» Supplied text
Start of Block
Saturday, April 15, 2023

Ephesians | Session 10 | 2:10-15

In our study today from Ephesians 2:10-15, we find Paul describing how the Body of Christ is God's workmanship that was created in Christ and it was made possible when the law ordinances was removed making both Jew and Gentile one.  
His Workmanship 
Verse 10: For we are his workmanship, created in Christ Jesus unto good works, which God hath before ordained that we should walk in them.  Every body knows verses 8-9, but not this one. His point is that, we, as the Body of Christ that is saved by grace through faith are his workmanship. We are his workmanship! He made us! We are the new creature (2 Corinthians 5:17; Titus 2:14). As such, we were created in Christ Jesus the moment we trusted the Gospel and became the new man (Ephesians 4:24; Colossians 3:10). The other similar approach to the verse is that the Body of Christ, the one new man, is what God is building today and that is his workmanship. Either one is correct in the one is singular and the other plural. 

Unto good works is what God is doing through us. They are not our works, but his that he does through us (Romans 3:12; Colossians 1:6). 

Now some will say the opposite, spring boarding off of 1 Corinthians 3:9-10, when Paul speaks of himself as a wise master builder, and we are doing the good work of building the church today by reaching the world for Christ with the gospel. Even so, it is God doing it through us.
End of Block
» What you need to do
• 1. In the Ephesians study, at what moment were believers created in Christ Jesus?
• 2. Reproduce the Ephesians study from "Ephesians | Session" to "and Gentile one.", switching "Body of Christ" to "Church".
• 3. Proceed with the Ephesians study, starting after its final sentence.

» Data shown
Start of Block
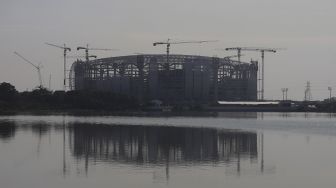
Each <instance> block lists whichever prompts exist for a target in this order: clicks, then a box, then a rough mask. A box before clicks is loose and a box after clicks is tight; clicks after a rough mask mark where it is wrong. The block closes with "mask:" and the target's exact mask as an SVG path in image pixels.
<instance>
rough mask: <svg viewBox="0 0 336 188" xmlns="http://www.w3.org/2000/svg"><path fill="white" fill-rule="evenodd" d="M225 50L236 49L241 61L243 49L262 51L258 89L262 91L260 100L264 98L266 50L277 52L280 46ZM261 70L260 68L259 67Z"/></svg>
mask: <svg viewBox="0 0 336 188" xmlns="http://www.w3.org/2000/svg"><path fill="white" fill-rule="evenodd" d="M225 50H227V51H228V50H236V51H237V56H238V61H239V62H240V57H241V51H257V52H261V77H260V76H259V77H260V78H259V79H258V81H261V84H259V85H261V89H260V91H258V93H260V96H259V94H258V96H259V97H258V98H259V100H262V101H263V100H264V99H265V98H264V94H265V71H264V70H265V52H272V53H276V52H277V50H279V48H251V47H234V48H225ZM259 70H260V69H259Z"/></svg>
End of Block
» Results of the tasks
• 1. The moment they trusted the Gospel and became the new man.

• 2.
Ephesians | Session 10 | 2:10-15

In our study today from Ephesians 2:10-15, we find Paul describing how the Church is God's workmanship that was created in Christ and it was made possible when the law ordinances was removed making both Jew and Gentile one.

• 3.
In Time Past 
Verses 11-12: Wherefore remember, that ye being in time past Gentiles in the flesh, who are called Uncircumcision by that which is called the Circumcision in the flesh made by hands; That at that time ye were without Christ, being aliens from the commonwealth of Israel, and strangers from the covenants of promise, having no hope, and without God in the world:  Now he turns his attention back to the Gentiles who in time past were without Christ, being aliens from the commonwealth of Israel, and strangers from the covenants of promise, having no hope, and without God in the world:  This is the state of Gentiles prior to Christ. Why? - Because they were not included in the covenants that God had made with Israel. The only way for a Gentile to get into Israel's blessings were for them to be proselytized (Esther 8:17). Of course, this is no longer required today because of the blood of Christ that we will see in the next verse. 

The Error of Covenant Theology 
To me, these verses fly in the face of covenant theology that teaches there is only one people of God instead of Jew and Gentile. There was and is an obvious separation and that is what he is explaining in these verses. Again, we all approach the Scriptures with a filter that has been given to us. If you were raised or at least exposed to one form of hermeneutic, you have a filter that can hinder you from approaching Scripture with an open mind. Instead, we approach the Bible with a preconception and therefore just seek to prove it. In other words, we see what we want to see.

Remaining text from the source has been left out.